What you will do -> Reprint the whole of the data exactly.

[Dataset records]
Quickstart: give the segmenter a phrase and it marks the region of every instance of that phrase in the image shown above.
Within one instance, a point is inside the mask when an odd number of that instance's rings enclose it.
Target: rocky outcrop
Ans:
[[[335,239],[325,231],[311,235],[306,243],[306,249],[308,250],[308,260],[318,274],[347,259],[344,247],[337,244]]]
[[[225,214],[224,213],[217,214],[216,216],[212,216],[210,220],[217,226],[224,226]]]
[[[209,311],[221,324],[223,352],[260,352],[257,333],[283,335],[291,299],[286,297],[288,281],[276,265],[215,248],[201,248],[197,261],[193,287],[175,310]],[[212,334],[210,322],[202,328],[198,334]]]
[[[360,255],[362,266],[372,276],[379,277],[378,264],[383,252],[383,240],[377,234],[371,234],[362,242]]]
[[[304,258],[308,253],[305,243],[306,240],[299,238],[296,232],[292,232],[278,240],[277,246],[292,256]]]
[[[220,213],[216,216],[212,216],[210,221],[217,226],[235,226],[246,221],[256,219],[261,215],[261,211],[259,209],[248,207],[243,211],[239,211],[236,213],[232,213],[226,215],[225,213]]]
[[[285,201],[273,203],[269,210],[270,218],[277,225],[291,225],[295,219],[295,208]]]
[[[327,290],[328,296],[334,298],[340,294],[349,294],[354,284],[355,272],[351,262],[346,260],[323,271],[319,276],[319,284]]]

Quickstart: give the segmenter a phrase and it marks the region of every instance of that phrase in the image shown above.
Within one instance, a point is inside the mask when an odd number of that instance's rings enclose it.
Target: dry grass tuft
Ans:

Result for this exercise ->
Quickstart: give the segmenter a phrase and it marks the region of every instance of that phrase in the image shown above.
Within one instance, a point is inside the mask when an odd number of that instance's rings enclose it.
Target: rocky outcrop
Ans:
[[[335,239],[325,231],[311,235],[306,243],[306,249],[308,250],[308,260],[318,274],[347,259],[344,247],[337,244]]]
[[[225,214],[224,213],[217,214],[216,216],[212,216],[210,220],[217,226],[224,226]]]
[[[209,311],[221,324],[223,352],[260,352],[257,333],[283,335],[291,299],[286,297],[288,281],[276,265],[215,248],[201,248],[197,261],[193,287],[175,310]],[[212,334],[210,322],[202,328],[198,334]]]
[[[360,255],[362,266],[372,276],[379,277],[378,264],[383,252],[383,240],[377,234],[371,234],[362,242]]]
[[[304,258],[308,253],[305,243],[306,240],[299,238],[296,232],[292,232],[278,240],[277,246],[292,256]]]
[[[220,213],[216,216],[212,216],[210,221],[217,226],[235,226],[246,221],[256,219],[261,215],[261,211],[259,209],[248,207],[243,211],[239,211],[236,213],[232,213],[226,215],[225,213]]]
[[[285,201],[273,203],[269,210],[270,218],[277,225],[291,225],[295,219],[295,208]]]
[[[327,290],[328,296],[334,298],[340,294],[349,294],[354,284],[355,272],[351,262],[346,260],[323,271],[319,276],[319,284]]]

Quickstart: give the segmenter a phrase and it marks the region of every instance of that phrase in the image shown above.
Within one instance, a point is inside the mask when an odd number of that instance's rings enclose it.
Target: dry grass tuft
Ans:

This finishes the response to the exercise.